## [PROBLEM DESCRIPTION]
In the material below, identify each line that contains the string "framed" and copy those lines out. Case counts.
▶
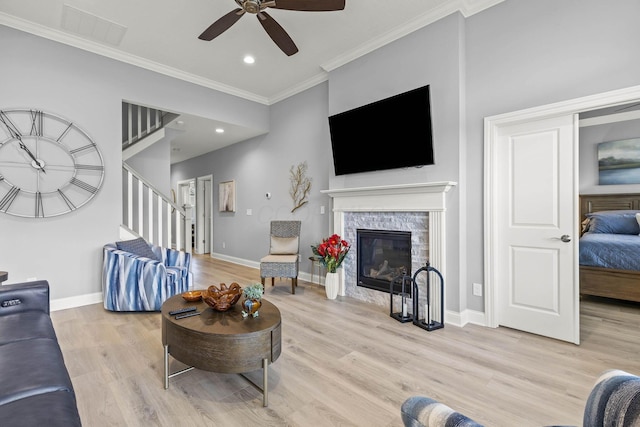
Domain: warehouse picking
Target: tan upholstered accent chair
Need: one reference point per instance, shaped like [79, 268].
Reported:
[282, 260]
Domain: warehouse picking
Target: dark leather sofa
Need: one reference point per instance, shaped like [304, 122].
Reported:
[35, 387]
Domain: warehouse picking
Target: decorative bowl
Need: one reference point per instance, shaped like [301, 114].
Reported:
[192, 296]
[222, 298]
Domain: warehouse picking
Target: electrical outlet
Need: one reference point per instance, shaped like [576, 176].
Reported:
[477, 289]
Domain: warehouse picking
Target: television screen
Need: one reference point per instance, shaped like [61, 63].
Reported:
[388, 134]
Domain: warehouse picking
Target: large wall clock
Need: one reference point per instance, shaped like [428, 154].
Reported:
[48, 165]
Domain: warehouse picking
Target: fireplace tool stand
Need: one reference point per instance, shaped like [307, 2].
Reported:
[402, 316]
[428, 322]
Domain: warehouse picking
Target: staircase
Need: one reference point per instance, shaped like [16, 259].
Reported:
[146, 212]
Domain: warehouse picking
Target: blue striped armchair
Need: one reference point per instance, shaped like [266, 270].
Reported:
[140, 276]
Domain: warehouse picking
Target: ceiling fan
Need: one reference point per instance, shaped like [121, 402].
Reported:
[273, 29]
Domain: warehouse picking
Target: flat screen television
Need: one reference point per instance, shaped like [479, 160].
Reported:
[388, 134]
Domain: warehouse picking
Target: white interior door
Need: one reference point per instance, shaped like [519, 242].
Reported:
[535, 223]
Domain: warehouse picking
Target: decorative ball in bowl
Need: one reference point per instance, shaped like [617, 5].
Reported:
[192, 296]
[222, 298]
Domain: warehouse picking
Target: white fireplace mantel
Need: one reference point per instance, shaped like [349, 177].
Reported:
[418, 197]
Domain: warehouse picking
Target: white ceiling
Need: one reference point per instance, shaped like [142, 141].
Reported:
[162, 35]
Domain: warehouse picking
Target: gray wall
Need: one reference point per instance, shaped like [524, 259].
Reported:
[432, 56]
[88, 90]
[299, 132]
[515, 55]
[523, 54]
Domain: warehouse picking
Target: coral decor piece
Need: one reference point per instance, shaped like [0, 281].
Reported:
[300, 185]
[223, 298]
[331, 252]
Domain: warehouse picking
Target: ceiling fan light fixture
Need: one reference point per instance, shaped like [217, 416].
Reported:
[251, 6]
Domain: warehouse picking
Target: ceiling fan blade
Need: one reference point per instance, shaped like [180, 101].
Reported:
[309, 5]
[221, 25]
[277, 34]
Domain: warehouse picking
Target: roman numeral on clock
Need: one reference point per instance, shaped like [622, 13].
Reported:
[37, 123]
[66, 200]
[8, 198]
[79, 183]
[90, 167]
[11, 128]
[39, 207]
[84, 147]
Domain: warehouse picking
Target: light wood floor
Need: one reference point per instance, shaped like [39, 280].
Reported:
[343, 363]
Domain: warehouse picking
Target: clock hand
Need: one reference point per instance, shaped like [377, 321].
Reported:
[25, 148]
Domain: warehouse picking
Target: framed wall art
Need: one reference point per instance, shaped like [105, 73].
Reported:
[227, 196]
[619, 162]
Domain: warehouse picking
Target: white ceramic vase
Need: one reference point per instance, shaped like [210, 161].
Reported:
[331, 283]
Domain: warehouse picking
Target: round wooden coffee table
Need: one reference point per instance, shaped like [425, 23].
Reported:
[222, 342]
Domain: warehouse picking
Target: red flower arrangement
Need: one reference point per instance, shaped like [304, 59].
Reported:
[331, 252]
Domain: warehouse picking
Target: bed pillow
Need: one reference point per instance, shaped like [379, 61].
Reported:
[613, 222]
[138, 247]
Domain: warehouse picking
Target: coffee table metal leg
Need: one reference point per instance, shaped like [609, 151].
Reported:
[167, 375]
[265, 385]
[166, 367]
[265, 382]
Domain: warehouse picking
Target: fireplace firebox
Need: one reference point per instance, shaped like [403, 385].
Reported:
[384, 256]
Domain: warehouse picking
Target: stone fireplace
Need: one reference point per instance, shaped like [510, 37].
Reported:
[417, 208]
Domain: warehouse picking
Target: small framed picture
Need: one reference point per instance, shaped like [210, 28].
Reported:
[227, 196]
[619, 162]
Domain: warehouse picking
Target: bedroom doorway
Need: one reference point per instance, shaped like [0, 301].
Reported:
[552, 306]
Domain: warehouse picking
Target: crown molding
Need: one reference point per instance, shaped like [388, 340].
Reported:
[99, 49]
[300, 87]
[465, 7]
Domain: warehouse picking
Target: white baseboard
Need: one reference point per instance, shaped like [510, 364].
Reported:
[73, 302]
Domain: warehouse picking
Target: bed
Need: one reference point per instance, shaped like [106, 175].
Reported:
[610, 246]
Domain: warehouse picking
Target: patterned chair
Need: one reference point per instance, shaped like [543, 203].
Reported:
[140, 276]
[614, 401]
[282, 260]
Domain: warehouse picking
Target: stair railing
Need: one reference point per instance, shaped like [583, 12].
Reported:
[150, 214]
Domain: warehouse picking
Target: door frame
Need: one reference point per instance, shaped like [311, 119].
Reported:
[492, 125]
[201, 246]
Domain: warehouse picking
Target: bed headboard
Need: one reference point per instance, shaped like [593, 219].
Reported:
[608, 202]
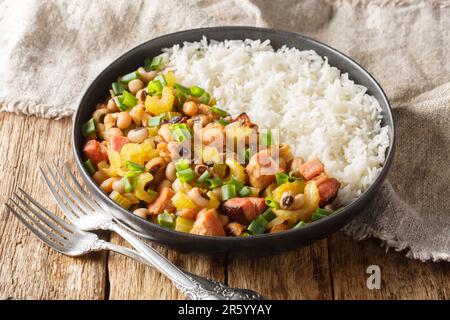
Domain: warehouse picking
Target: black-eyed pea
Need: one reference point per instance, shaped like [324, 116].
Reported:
[99, 176]
[141, 95]
[190, 108]
[138, 113]
[110, 120]
[145, 75]
[142, 212]
[135, 85]
[112, 132]
[164, 184]
[119, 186]
[138, 135]
[100, 114]
[107, 185]
[112, 105]
[123, 120]
[171, 174]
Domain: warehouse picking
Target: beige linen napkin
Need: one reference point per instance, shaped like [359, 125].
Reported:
[51, 50]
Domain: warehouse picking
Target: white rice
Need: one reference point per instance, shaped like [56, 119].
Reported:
[319, 111]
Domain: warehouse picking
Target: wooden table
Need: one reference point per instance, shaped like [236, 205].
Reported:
[334, 268]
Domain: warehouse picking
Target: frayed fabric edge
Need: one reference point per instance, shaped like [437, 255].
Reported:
[31, 108]
[363, 231]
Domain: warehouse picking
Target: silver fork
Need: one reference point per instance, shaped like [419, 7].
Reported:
[88, 215]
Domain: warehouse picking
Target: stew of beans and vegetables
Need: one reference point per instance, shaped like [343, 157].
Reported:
[167, 153]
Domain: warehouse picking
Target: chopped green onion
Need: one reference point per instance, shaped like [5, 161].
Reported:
[220, 112]
[134, 166]
[186, 175]
[245, 192]
[128, 99]
[90, 167]
[154, 121]
[129, 76]
[222, 122]
[205, 98]
[182, 164]
[161, 80]
[228, 191]
[268, 214]
[258, 226]
[247, 155]
[183, 224]
[272, 203]
[205, 175]
[118, 100]
[117, 88]
[154, 64]
[196, 91]
[182, 89]
[154, 87]
[266, 138]
[180, 132]
[281, 178]
[89, 127]
[214, 182]
[319, 213]
[300, 224]
[237, 184]
[165, 220]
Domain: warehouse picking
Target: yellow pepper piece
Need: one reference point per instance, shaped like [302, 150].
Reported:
[236, 170]
[156, 105]
[312, 197]
[181, 201]
[139, 190]
[170, 78]
[213, 202]
[210, 154]
[269, 190]
[114, 169]
[292, 216]
[120, 200]
[178, 185]
[295, 187]
[132, 152]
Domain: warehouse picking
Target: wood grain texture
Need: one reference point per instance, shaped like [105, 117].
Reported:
[132, 280]
[334, 268]
[301, 274]
[28, 268]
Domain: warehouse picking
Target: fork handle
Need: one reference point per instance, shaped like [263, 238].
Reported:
[207, 284]
[194, 287]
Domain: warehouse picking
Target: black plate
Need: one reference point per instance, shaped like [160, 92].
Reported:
[263, 244]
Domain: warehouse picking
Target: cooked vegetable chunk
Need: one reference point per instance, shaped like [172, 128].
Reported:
[244, 210]
[208, 224]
◀
## [SOLUTION FOR THIS TASK]
Target: framed wall art
Target: small framed picture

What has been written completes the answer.